Back to Langchain4j

Oracle Database Embedding Store

langchain4j-oracle/README.md

1.14.05.1 KB
Original Source

Oracle Database Embedding Store

This module implements EmbeddingStore using Oracle Database.

Requirements

  • Oracle Database 23.4 or newer

Installation

xml
<dependency>
    <groupId>dev.langchain4j</groupId>
    <artificatId>langchain4j-oracle</artificatId>
    <version>0.1.0</version>
</dependency>

Usage

Instances of this store can be created by configuring a builder. The builder requires that a DataSource and an embedding table be provided. The distance between two vectors is calculated using cosine similarity which measures the cosine of the angle between two vectors.

It is recommended to configure a DataSource with pools connections, such as the Universal Connection Pool or Hikari. A connection pool will avoid the latency of repeatedly creating new database connections.

:: Required task 1 ::
According to the Oracle Database Embedding Store README, which version of Oracle Database is required?
:: Required task 2 ::
In the listing, copy out word for word the stretch from the line containing "task | put one marker on every instance of the tree" through the line containing "x=419 y=166", both included.
The README and the listing are unrelated to each other.

(Object point labels)
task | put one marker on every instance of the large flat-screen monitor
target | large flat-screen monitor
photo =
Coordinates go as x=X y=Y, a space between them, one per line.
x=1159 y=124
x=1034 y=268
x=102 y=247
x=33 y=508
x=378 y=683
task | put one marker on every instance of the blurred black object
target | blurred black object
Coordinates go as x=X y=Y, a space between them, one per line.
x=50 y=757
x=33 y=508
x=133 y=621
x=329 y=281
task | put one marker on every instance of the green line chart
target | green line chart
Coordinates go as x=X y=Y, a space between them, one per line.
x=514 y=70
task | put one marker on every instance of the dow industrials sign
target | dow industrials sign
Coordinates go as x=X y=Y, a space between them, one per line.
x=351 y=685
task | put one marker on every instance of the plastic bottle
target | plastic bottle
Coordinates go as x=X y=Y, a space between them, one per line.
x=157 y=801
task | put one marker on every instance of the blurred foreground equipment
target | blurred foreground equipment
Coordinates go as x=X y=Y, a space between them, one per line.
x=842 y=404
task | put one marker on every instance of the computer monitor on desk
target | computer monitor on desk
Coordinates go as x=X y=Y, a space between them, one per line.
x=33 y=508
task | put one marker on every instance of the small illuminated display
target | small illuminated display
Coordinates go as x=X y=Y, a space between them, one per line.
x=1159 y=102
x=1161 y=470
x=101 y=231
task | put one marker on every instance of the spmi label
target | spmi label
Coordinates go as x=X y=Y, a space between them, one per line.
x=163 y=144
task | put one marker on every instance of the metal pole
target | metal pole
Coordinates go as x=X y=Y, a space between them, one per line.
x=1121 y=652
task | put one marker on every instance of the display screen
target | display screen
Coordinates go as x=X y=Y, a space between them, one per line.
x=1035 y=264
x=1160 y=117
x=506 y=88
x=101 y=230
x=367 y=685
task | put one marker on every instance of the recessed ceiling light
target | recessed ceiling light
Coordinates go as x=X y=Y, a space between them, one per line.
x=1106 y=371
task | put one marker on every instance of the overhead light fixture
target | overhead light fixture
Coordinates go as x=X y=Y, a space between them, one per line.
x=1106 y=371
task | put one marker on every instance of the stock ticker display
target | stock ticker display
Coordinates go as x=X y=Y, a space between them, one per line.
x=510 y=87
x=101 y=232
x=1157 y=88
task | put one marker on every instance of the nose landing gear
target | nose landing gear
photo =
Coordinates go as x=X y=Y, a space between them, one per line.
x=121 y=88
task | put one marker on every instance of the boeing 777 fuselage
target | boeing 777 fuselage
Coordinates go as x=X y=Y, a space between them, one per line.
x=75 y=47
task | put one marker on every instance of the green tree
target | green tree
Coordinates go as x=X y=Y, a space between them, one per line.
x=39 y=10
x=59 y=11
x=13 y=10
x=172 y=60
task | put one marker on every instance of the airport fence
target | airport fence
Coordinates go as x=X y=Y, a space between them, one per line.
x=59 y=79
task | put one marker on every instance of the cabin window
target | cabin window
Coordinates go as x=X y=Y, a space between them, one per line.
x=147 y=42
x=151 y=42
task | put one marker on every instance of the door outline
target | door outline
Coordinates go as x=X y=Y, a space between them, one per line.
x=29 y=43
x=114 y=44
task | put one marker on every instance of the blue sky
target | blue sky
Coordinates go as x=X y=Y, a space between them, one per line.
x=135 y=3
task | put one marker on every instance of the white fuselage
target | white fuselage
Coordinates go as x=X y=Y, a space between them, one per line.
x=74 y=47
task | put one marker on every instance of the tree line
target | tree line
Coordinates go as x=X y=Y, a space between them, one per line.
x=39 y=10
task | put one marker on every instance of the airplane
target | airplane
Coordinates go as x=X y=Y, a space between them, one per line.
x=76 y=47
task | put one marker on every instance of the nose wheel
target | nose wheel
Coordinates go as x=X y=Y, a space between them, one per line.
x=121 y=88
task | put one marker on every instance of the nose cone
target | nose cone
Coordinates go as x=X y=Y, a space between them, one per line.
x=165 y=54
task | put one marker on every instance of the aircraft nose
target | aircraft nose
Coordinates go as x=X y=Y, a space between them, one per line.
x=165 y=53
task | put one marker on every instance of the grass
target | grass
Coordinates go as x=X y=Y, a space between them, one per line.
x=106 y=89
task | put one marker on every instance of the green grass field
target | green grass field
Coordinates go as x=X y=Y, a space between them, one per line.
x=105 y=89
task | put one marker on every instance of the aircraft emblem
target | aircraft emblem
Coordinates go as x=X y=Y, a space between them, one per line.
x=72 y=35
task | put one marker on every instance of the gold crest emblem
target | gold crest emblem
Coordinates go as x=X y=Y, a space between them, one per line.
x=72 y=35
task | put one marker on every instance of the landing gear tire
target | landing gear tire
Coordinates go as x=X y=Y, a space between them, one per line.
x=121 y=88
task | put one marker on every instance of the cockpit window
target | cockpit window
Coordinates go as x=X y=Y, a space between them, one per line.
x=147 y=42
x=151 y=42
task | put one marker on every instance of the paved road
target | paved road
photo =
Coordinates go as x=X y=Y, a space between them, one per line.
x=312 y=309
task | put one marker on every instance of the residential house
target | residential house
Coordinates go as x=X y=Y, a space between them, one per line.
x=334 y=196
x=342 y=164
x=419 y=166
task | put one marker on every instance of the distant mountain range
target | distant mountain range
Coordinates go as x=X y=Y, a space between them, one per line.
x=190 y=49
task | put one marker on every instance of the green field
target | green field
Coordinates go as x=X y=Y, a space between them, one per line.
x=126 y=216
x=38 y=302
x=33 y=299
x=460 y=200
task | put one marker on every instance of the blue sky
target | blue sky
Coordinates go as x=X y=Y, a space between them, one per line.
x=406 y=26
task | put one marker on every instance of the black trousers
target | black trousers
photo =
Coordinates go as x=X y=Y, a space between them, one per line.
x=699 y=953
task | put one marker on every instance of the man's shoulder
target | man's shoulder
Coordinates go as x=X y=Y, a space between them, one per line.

:: Task output 1 ::
Oracle Database 23.4 or newer.

:: Task output 2 ::
task | put one marker on every instance of the tree line
target | tree line
Coordinates go as x=X y=Y, a space between them, one per line.
x=39 y=10
task | put one marker on every instance of the airplane
target | airplane
Coordinates go as x=X y=Y, a space between them, one per line.
x=76 y=47
task | put one marker on every instance of the nose wheel
target | nose wheel
Coordinates go as x=X y=Y, a space between them, one per line.
x=121 y=88
task | put one marker on every instance of the nose cone
target | nose cone
Coordinates go as x=X y=Y, a space between them, one per line.
x=165 y=54
task | put one marker on every instance of the aircraft nose
target | aircraft nose
Coordinates go as x=X y=Y, a space between them, one per line.
x=165 y=53
task | put one marker on every instance of the grass
target | grass
Coordinates go as x=X y=Y, a space between them, one per line.
x=106 y=89
task | put one marker on every instance of the green grass field
target | green grass field
Coordinates go as x=X y=Y, a space between them, one per line.
x=105 y=89
task | put one marker on every instance of the aircraft emblem
target | aircraft emblem
Coordinates go as x=X y=Y, a space between them, one per line.
x=72 y=35
task | put one marker on every instance of the gold crest emblem
target | gold crest emblem
Coordinates go as x=X y=Y, a space between them, one per line.
x=72 y=35
task | put one marker on every instance of the landing gear tire
target | landing gear tire
Coordinates go as x=X y=Y, a space between them, one per line.
x=121 y=88
task | put one marker on every instance of the cockpit window
target | cockpit window
Coordinates go as x=X y=Y, a space between them, one per line.
x=147 y=42
x=151 y=42
task | put one marker on every instance of the paved road
target | paved road
photo =
Coordinates go as x=X y=Y, a space between them, one per line.
x=312 y=309
task | put one marker on every instance of the residential house
target | residential house
Coordinates go as x=X y=Y, a space between them, one per line.
x=334 y=196
x=342 y=164
x=419 y=166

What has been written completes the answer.